== WHAT NEEDS TO BE DONE ==
Every entry is to be returned verbatim.

== PROVIDED RECORDS ==
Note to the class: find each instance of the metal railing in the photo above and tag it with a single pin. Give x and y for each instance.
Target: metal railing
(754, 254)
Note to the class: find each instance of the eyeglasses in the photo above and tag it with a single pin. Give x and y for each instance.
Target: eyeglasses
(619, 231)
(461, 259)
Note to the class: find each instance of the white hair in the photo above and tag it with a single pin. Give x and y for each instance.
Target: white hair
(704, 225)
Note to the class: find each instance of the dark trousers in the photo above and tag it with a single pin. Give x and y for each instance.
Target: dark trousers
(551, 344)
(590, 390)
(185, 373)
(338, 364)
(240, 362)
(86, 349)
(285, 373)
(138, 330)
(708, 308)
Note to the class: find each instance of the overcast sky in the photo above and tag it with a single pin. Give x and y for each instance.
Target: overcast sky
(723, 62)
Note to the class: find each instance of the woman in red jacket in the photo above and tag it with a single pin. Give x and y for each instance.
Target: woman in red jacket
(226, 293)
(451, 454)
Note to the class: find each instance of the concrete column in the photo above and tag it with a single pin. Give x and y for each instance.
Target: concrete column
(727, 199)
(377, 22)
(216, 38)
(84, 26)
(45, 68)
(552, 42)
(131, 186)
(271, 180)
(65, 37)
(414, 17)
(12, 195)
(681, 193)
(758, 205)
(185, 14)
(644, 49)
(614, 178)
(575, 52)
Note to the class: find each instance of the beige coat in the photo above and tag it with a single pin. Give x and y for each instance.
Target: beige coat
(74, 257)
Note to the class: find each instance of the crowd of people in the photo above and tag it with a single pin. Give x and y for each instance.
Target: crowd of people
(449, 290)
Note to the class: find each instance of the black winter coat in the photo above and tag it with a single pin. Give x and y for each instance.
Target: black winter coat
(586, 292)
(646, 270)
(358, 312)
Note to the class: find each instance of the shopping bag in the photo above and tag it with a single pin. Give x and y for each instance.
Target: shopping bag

== SOLVED PROBLEM ==
Note to the class: find each instance of the metal railing in the photo above and tag it with a single pin. Give x and y for each instance.
Target: metal railing
(754, 254)
Note to the class: find each instance of the eyeglasses in the photo above and tag it with a single pin. Give x and y for each instance.
Target: eyeglasses
(619, 231)
(461, 259)
Note to the class: find each instance of the white hair in the photo above and tag it with a single pin. Give x and y for each instance.
Target: white hair
(704, 225)
Note to the class: find each instance of the dark trousers in the photo above and tag it with a single pin. Give x and y for each instance.
Target: dark trousers
(551, 344)
(590, 390)
(185, 373)
(338, 364)
(240, 362)
(86, 349)
(285, 373)
(138, 330)
(708, 308)
Note to the class: find each instance of the overcast sky in the photo above and tag it with a single pin. Give x and y for each instance.
Target: overcast sky
(723, 62)
Note to the class: find each instance of the woman in red jacket in the photo above and tag it with a single pin. Give x and y for each instance.
Target: woman in red jacket
(226, 293)
(451, 454)
Note to the class: find each instance of the concrete column in the photo above and tag it with a single pin. Give x and y for each instance.
Target: concrete column
(727, 199)
(377, 22)
(216, 38)
(84, 26)
(45, 68)
(552, 42)
(131, 186)
(271, 180)
(65, 37)
(414, 17)
(12, 195)
(681, 193)
(758, 205)
(185, 14)
(644, 49)
(614, 178)
(575, 52)
Note to the class: find each instance of the beige coat in the photo above and tag it with a single pin. Give x and y for each instance.
Target: beige coat
(74, 257)
Note to the class: find each instance of the crowd of people in the photo above and tag it with a single pin. Give x and y for each instance.
Target: crowd of people
(449, 290)
Note to the class: find each instance of the black winter coat in the photo above and tag it with a single pin. Give x and y for each instance.
Target: black winter coat
(586, 292)
(646, 270)
(358, 312)
Note to the class: find each instance of the shopping bag in the photo above and tag it with a single pin. Give x and y for each instance.
Target: shopping bag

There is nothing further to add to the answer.